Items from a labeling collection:
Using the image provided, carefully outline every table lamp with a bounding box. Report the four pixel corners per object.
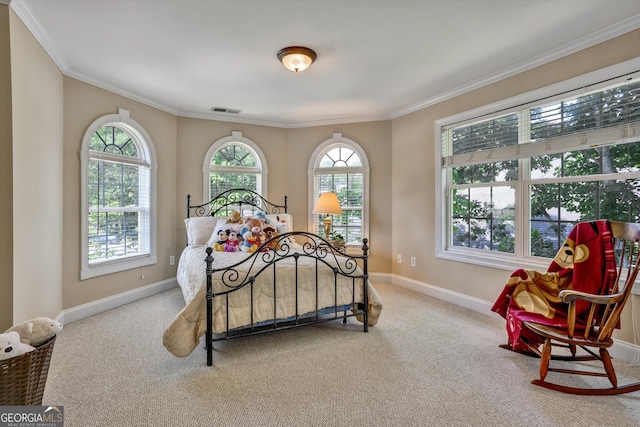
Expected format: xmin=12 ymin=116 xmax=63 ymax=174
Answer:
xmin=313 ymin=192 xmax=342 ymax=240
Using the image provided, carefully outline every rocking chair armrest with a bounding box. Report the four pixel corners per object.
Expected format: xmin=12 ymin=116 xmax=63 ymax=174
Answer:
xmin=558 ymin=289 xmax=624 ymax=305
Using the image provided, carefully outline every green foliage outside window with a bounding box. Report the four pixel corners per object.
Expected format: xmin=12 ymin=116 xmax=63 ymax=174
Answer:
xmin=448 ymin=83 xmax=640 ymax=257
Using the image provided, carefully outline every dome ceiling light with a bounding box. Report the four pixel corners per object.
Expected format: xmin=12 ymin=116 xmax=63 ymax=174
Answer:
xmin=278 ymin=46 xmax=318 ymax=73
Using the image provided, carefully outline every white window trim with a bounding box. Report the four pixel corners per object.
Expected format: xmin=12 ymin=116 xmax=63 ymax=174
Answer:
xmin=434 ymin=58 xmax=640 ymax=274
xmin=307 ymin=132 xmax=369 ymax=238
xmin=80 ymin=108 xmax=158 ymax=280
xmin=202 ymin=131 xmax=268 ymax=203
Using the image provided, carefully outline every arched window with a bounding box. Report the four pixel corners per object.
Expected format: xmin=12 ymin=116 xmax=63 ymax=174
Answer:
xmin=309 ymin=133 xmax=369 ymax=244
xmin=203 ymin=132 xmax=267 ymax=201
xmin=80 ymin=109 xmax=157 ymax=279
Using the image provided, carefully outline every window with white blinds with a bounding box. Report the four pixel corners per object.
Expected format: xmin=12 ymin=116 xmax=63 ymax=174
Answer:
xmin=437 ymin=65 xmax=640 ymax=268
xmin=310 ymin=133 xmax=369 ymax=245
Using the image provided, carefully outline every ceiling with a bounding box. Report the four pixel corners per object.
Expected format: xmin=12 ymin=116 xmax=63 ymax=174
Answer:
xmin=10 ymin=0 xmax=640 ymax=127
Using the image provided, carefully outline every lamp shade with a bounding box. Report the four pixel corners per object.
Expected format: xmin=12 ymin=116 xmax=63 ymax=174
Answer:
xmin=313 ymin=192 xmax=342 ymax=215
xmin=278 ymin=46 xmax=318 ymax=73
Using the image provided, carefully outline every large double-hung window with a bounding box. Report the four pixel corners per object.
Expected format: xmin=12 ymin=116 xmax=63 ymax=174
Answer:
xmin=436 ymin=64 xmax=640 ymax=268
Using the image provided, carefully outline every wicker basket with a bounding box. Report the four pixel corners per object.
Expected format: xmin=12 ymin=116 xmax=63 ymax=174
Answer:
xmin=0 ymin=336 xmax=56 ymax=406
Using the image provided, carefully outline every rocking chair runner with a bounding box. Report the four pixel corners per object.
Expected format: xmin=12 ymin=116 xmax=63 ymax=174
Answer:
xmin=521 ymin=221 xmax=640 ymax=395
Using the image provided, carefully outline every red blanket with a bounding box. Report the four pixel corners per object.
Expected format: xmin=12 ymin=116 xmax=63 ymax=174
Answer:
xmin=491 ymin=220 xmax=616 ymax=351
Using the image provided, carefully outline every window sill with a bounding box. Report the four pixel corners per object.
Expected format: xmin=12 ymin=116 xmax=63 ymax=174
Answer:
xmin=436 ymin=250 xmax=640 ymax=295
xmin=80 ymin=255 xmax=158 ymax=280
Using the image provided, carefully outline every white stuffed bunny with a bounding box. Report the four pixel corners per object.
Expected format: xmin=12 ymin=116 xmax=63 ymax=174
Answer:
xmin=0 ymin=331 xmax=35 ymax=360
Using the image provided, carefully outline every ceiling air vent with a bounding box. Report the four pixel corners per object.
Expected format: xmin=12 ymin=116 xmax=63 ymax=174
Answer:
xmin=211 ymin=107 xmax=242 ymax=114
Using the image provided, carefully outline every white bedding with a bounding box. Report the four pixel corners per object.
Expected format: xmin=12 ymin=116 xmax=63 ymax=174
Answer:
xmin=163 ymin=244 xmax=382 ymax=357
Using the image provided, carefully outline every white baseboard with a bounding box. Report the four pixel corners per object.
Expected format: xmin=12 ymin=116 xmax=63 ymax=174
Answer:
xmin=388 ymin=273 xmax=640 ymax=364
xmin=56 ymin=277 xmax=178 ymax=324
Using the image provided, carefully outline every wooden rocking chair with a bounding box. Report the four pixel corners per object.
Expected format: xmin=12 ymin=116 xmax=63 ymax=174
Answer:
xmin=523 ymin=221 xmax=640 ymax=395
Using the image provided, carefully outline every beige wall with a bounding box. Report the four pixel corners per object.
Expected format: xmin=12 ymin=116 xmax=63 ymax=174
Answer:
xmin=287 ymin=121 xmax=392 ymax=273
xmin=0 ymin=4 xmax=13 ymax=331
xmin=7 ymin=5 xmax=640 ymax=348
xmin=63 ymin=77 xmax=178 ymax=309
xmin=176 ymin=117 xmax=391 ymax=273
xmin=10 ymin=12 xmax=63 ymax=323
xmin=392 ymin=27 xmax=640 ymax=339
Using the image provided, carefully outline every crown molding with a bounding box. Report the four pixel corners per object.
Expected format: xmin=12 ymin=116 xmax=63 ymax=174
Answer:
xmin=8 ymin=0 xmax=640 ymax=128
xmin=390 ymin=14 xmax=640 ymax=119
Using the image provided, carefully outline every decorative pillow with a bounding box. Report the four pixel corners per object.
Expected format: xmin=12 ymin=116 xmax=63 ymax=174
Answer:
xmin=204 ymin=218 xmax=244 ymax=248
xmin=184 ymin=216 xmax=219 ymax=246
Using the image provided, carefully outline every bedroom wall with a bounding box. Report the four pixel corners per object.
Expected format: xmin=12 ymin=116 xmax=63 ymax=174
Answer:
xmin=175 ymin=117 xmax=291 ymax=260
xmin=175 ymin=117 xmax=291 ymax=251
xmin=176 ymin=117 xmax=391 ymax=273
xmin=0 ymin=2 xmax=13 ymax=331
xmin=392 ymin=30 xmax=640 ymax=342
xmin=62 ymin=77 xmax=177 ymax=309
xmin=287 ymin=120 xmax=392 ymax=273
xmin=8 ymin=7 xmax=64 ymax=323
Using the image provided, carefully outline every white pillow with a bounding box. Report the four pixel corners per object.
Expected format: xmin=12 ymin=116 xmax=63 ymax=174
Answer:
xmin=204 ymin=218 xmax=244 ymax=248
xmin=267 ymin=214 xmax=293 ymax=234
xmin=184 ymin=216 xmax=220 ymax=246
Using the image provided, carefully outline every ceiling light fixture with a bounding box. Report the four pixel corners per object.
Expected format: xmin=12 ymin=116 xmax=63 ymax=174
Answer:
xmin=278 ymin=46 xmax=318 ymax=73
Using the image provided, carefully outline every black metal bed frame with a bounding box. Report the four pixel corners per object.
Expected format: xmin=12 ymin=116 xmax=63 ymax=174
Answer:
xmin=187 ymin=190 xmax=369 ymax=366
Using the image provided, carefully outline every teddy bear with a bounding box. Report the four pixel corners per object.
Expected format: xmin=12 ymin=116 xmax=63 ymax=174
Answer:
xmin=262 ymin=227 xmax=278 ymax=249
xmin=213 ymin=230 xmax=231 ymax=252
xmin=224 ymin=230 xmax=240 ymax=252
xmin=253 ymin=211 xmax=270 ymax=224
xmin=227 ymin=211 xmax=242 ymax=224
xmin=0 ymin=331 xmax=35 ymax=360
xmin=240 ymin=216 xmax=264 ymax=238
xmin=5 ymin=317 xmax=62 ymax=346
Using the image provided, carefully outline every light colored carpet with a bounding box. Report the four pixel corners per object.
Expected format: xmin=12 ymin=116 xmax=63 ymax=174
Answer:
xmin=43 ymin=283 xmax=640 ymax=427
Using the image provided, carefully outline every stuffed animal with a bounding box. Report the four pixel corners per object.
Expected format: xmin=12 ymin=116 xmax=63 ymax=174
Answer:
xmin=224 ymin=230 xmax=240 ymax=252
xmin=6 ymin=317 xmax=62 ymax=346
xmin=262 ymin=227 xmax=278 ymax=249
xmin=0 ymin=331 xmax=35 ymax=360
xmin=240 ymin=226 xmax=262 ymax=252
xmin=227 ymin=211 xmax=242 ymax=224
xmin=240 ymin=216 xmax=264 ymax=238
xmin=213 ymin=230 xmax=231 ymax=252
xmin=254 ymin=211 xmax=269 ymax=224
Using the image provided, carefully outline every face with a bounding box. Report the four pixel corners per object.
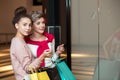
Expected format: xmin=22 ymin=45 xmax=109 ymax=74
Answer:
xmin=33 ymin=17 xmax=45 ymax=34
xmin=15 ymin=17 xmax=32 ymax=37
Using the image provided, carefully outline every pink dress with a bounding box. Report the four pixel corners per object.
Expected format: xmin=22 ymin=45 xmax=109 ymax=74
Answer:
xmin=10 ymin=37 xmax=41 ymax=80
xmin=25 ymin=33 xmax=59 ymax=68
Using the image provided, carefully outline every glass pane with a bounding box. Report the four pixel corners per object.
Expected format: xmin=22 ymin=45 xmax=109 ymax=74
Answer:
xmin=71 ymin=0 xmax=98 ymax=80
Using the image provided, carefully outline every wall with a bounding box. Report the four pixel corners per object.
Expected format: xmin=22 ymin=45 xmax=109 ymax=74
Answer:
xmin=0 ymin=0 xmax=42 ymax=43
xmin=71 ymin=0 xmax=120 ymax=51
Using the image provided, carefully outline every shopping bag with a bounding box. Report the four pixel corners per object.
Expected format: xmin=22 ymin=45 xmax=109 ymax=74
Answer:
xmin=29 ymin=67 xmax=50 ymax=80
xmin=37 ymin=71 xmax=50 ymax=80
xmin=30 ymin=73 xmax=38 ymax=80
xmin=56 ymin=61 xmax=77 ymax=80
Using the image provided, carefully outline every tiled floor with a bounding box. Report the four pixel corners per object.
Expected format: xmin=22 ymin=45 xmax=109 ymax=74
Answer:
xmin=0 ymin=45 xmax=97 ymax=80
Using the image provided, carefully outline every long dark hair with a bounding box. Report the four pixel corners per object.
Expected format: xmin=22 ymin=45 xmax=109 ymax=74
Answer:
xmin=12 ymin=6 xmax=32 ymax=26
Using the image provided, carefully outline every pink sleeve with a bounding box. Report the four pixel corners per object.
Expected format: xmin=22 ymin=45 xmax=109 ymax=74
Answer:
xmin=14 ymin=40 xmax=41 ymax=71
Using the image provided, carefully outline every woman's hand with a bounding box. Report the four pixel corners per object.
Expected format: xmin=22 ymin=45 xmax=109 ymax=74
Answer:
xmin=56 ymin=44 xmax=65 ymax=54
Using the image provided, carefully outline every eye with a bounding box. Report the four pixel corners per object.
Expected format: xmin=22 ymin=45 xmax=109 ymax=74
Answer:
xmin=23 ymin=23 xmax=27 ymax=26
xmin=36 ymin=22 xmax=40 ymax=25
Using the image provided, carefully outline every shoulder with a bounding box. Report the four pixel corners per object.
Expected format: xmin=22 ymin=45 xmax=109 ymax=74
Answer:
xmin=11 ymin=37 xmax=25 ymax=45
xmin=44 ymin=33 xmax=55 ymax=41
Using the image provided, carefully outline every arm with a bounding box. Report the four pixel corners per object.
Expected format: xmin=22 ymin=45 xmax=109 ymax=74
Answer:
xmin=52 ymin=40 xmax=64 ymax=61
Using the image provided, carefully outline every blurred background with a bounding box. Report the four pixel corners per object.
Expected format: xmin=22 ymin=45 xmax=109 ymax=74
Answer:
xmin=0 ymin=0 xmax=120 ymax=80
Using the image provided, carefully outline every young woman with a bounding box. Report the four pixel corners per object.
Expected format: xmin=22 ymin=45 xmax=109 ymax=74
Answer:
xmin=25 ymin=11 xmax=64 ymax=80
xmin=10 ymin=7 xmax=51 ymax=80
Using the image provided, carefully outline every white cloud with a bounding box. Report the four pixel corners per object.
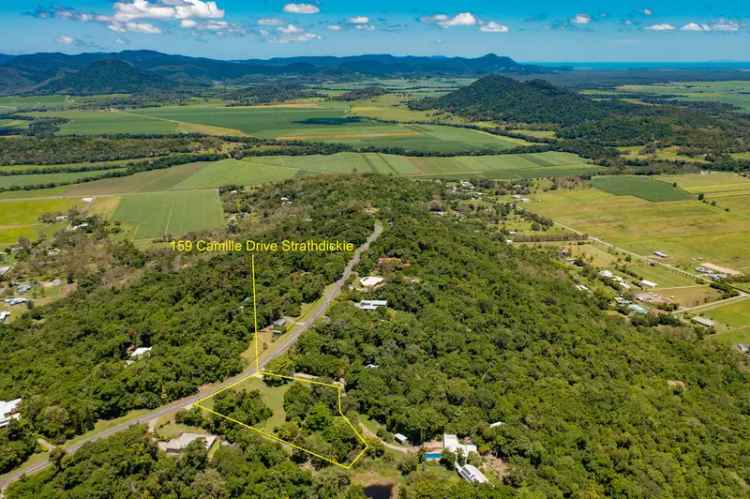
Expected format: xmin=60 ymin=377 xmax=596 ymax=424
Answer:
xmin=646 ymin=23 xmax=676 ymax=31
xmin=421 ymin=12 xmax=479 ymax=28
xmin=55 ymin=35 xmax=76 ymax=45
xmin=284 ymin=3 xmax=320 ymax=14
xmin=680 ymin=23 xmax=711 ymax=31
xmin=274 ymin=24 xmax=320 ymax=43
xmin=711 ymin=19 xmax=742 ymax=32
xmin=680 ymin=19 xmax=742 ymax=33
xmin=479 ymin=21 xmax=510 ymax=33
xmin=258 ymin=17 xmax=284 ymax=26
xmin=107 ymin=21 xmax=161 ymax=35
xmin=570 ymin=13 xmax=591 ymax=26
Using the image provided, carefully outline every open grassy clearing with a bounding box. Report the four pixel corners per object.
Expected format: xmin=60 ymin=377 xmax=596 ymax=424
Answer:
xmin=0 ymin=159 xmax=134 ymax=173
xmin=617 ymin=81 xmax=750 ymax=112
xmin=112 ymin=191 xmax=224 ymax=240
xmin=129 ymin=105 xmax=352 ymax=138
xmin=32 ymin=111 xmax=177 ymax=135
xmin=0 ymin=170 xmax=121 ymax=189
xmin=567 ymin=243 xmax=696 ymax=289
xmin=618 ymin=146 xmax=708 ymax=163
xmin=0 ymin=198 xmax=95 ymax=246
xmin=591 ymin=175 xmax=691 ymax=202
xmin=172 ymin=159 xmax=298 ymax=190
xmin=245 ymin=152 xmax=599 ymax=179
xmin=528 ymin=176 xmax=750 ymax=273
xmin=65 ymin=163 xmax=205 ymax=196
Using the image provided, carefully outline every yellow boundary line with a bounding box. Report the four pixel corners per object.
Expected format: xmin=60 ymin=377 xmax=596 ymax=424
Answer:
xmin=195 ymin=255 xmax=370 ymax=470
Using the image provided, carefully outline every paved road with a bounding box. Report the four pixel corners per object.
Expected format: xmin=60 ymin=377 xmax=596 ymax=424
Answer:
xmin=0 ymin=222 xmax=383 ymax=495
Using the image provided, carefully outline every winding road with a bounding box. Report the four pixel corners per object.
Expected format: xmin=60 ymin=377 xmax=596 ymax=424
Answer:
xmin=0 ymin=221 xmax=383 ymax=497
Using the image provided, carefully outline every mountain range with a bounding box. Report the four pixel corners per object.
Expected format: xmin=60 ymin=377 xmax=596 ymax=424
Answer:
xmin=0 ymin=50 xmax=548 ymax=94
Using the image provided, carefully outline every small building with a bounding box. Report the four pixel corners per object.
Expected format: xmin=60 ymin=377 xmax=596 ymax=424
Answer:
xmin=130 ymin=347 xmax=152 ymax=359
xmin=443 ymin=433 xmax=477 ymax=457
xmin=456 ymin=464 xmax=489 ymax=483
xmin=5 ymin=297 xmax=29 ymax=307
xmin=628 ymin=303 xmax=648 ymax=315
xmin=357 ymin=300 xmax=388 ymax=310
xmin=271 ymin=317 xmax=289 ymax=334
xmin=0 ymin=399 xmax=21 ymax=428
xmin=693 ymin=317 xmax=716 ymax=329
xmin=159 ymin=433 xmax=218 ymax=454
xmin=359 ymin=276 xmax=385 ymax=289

Given problem
Please write out the material again from the line containing "Using the image provided, carefully outline every shoulder" through the line containing "xmin=0 ymin=0 xmax=120 ymax=80", swapping "outline" for "mark" and changing nothing else.

Worked answer
Using the image provided, carefully mark every shoulder with a bounding box. Report the four pixel corners per object.
Expected format: xmin=22 ymin=45 xmax=109 ymax=74
Answer:
xmin=11 ymin=37 xmax=25 ymax=45
xmin=44 ymin=33 xmax=55 ymax=41
Using the image provided, carefully mark every arm with a bounding box. Report the four pixel corners per object.
Expected format: xmin=22 ymin=45 xmax=109 ymax=74
Answer:
xmin=52 ymin=40 xmax=64 ymax=61
Using the image provided, carefully mark every blurred background with a bounding box. Report the four pixel corners per object.
Expected format: xmin=22 ymin=45 xmax=109 ymax=74
Answer:
xmin=0 ymin=0 xmax=120 ymax=80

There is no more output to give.